__Material provided__.
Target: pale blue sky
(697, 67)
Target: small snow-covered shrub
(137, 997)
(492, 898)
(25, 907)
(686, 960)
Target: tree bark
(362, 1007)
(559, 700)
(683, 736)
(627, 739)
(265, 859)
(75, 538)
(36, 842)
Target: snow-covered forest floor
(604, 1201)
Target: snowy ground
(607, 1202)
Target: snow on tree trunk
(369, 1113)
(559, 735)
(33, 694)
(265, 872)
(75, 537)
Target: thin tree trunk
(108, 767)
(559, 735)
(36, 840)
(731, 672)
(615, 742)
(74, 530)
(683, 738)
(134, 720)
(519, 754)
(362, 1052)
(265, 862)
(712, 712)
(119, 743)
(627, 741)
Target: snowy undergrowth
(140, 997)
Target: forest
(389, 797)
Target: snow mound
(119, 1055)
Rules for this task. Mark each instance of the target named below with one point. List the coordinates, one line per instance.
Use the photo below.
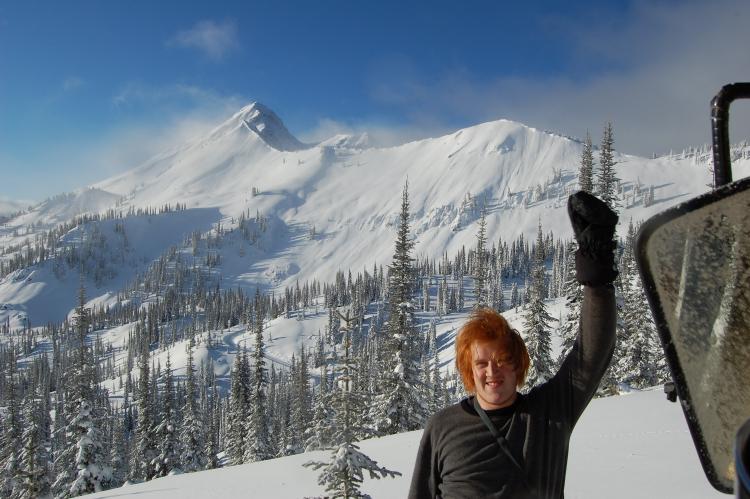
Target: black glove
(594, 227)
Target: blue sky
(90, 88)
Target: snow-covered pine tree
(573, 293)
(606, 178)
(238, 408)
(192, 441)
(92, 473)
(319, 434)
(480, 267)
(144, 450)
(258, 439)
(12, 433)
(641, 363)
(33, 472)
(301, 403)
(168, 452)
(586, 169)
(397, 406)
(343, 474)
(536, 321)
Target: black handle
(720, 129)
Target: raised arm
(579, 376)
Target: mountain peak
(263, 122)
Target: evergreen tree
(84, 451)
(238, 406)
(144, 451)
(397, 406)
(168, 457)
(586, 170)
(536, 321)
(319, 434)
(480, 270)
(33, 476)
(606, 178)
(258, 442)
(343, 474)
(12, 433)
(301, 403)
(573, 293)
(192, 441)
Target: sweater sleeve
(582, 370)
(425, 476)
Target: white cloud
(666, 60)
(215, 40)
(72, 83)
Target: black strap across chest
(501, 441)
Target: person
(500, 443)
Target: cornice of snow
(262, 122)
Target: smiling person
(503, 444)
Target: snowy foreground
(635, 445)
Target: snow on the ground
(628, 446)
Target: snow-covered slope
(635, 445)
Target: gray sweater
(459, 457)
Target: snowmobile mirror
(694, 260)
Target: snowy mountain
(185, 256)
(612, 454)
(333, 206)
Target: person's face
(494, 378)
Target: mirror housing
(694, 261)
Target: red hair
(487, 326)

==

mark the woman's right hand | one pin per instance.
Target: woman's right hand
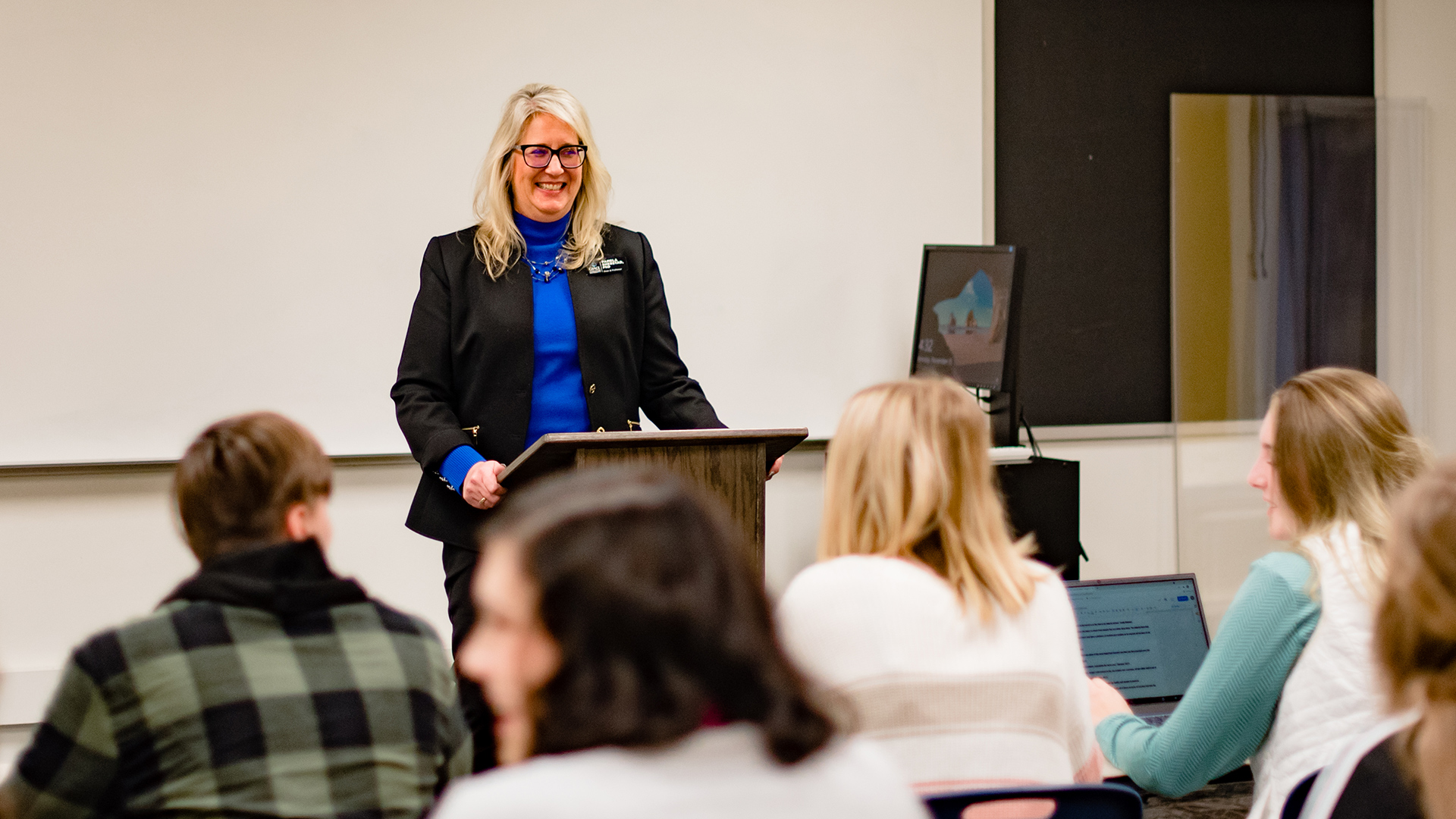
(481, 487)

__To be done__.
Copy out every line of the data above that contains the string "right". Case counts.

__Task answer__.
mark the woman's right hand | one pin per instance.
Target: woman's right hand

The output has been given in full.